* **ЧТО СДЕЛАТЬ**:
**A.** Ответьте по тексту о Римме Кречетовой:
(i) Чем Кречетова занималась, когда училась в ГИТИСе?
(ii) Какой заголовок она дала отчету о собрании в Союзе писателей?
(iii) Что сделала ее бабушка, когда большевики начали рушить храмы?
**B.** Продолжите текст о Римме Кречетовой, начав сразу после его последнего предложения.

* **ЦИТИРУЕМЫЙ ТЕКСТ**:
╔══

При этом в начале научного пути (слово «карьера» никак не сочетается с ее натурой) Кречетова была «итальянисткой»: как студентка ГИТИСа занималась commedia dell’arte, как аспирантка — если не ошибаюсь, Эдуардо де Филиппо. Можно увидеть связь этого интереса к Италии с такими качествами Риммы Павловны, как жизнелюбие, душевная теплота — но и прямота, страстность в отстаивании своей точки зрения. И «эпикурейство», вера в то, что «жизнь для жизни нам дана». Для многих Кречетова — исследователь Таганки, автор блистательной книги «Трое: Любимов. Боровский. Высоцкий», дивной биографии Станиславского в серии «ЖЗЛ». Искусство мощное, серьезное, прогрессивное. И при этом как критик Римма Павловна ценила театр, не забывающий о стихийных народных корнях, театр как балаган, ценила лицедейство и комедиантство — в хорошем и старинном смысле этих слов. Она была убеждена, что сценическое искусство способно вывести из кризиса обращение к своим истокам (архаике, ритуалу, да просто к ситуации «актера на коврике»). Она любила вспоминать ответ Михаила Жарова, у которого брала интервью в 1960-е на фоне бурных дискуссий о том, победит ли кинематограф театр: «Это ничего, это пройдет, посмотрят-посмотрят, а потом отыщут дворника, который поет похабные песни под собственный притоп, выведут его на эстраду и скажут ему — пой». И это, мол, перекроет все навороты.
Мне Римма Павловна всегда напоминала какую-то скандинавскую сказочницу. Туве Янссон, замкнутую и добрую, такую независимую и такую одинокую (портретное сходство же очевидно!). Или эксцентричную боевую Астрид Линдгрен, которая до старости лазала по деревьям. Во внешне деликатной Кречетовой жил дух озорной и авантюрный. С каким внутренним огоньком вспоминала она ситуации, когда ей приходилось идти наперекор, бросать вызов. Такой случай, например, из ее молодости. В Союзе писателей должно было пройти собрание, на котором критика Кречетову в числе других авторов, не угодивших «партии», собирались пропесочивать. Юмор в том, что газета, в которой Римма Павловна работала, ее же отправила на это заседание написать заметку. «Было известно, что на это обсуждение придут такие авторитеты! — и перечислялись имена… И меня там разбирали, ругали (в том числе порядочные, вроде бы, люди): как это можно — молодому критику так писать…» Кречетова пришла в редакцию и написала отчет под заголовком «Сорок львов». Начиналось с того, что в один город должен был приехать цирк. Афиша гласила: сорок львов! А когда цирк приехал, выяснилось, что один лев косой, другой хромой, третий беззубый, а всего львов не сорок, а четыре. Кажется, эту заметку не опубликовали…
Недаром Римма Павловна с такой любовью рассказывала о бабушке, о своей «великой бабушке», которая воспитала ее, «дочь врагов народа», и которая была человеком протестной природы. До революции, когда бабушка была молодой, она — в пику своему окружению — демонстративно не ходила в церковь, презирала посты, держа себя человеком новой формации, а когда к власти пришли большевики и стали рушить храмы, истреблять священников, то встала на сторону гонимых, повесила дома иконы… Кажется, что у Риммы Павловны было свойство органически не совпадать с мнением большинства. Она могла увидеть нечто неординарное в том, что отторгнуто всеми, и, наоборот, что-то уныло-заурядное в том, что всеми принято на ура.

╚══

* **ИСХОДНЫЕ ДАННЫЕ**:
╔══

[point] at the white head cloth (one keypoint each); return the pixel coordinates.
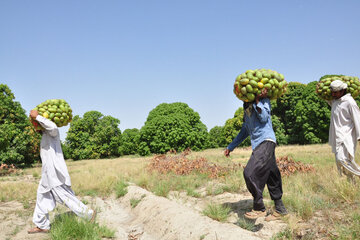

╚══

* **ГОТОВЫЕ РЕШЕНИЯ**:
**A.**
(i) Commedia dell’arte.
(ii) «Сорок львов».
(iii) Встала на сторону гонимых и повесила дома иконы.

**B.**
Р. Кречетова, Е. Авраменко на фестивале «Балтийский дом». 2013 г.
Фото Ю. Богатырева предоставлено пресс-службой театра
Ни на кого не похожей была Римма Павловна и в жанре обсуждения спектакля на труппе. В расшифровке такая речь многое потеряла бы, но на слушающих вживую воздействовала сильно, магически. Казалось бы, сказано просто, без «театроведства», но если Римма Павловна говорила даже «мне так понравилось», то чувствовалось, что это опирается на мощный профессиональный пласт. Важная информация считывалась помимо слов. А если не нравилось, это не унижало адресата, а открывало какую-то перспективу. Критик не становился в позицию выше того, о ком говорит. А что касается Риммы Павловны как человека пишущего, то кто еще умел так точно выразить впечатление от спектакля? Притом что сама она настаивала на уязвимости театральной критики как таковой: «Это как описывать закаты или извержения вулканов: словом адекватно все равно не выразишь; человек, сам не видевший закат или извержение, все равно не испытает, что это такое».
P. S.
Приведу еще некоторые записи прямой речи Риммы Павловны, которые нашел у себя.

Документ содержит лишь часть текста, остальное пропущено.